======== RECORDS TO PROCESS

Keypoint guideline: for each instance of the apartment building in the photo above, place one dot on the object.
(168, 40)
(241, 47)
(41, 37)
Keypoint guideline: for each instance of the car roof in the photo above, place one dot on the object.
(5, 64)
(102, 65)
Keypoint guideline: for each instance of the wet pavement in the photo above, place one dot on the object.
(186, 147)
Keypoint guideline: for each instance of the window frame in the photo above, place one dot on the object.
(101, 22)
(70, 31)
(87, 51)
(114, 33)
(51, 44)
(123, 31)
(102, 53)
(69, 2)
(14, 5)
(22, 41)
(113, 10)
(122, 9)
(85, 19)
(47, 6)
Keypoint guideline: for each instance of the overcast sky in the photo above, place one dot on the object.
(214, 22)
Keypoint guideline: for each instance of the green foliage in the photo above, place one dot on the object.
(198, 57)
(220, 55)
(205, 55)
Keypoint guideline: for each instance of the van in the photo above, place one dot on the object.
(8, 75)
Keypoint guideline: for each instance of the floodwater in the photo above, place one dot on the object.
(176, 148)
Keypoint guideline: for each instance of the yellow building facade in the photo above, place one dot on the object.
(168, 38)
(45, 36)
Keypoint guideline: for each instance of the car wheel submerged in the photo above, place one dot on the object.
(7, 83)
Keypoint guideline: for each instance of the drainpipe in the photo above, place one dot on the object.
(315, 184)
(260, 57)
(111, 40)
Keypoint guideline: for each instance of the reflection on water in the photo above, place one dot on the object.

================

§ **YOUR GOAL**
Write out the entries in full, exactly as given.

§ **FULL ANSWER**
Keypoint guideline: for each instance of the apartment building in the photo above, place one dot on the object.
(168, 40)
(241, 47)
(41, 37)
Keypoint guideline: for each instance of the car roof in the photo above, place one dot on the object.
(5, 64)
(102, 65)
Keypoint guideline: for each instance of the wet pavement in the photo above, place one dot on the object.
(186, 147)
Keypoint guideline: for each instance of the window frame in the photo above, place one dot on the object.
(101, 22)
(70, 31)
(87, 51)
(114, 33)
(51, 44)
(123, 31)
(102, 53)
(69, 2)
(14, 5)
(22, 41)
(113, 10)
(122, 9)
(85, 19)
(47, 6)
Keypoint guideline: for each instance of the overcast sky in the photo above, place one dot on the object.
(214, 22)
Keypoint guideline: for each instance of the green foliage in the photo above, place one dot on the object.
(198, 57)
(220, 55)
(205, 55)
Keypoint guideline: for each instance of the van in the photo above, place one dot on the object.
(8, 75)
Keypoint guideline: for each instance of the floodwater in the photo above, place one dot on the object.
(176, 148)
Keypoint guideline: for each instance of the yellow building facade in the photo above, place one dot on the object.
(168, 38)
(45, 36)
Keypoint guideline: for each instance of the car wheel submerged in the photo above, place one dot on the object.
(7, 83)
Keypoint guideline: for each instance of the drainpipe in the photo above, place one dot on the object.
(315, 184)
(260, 57)
(111, 40)
Keypoint guideline: for each instance of the reflection on water in the photo above, place one dot on the object.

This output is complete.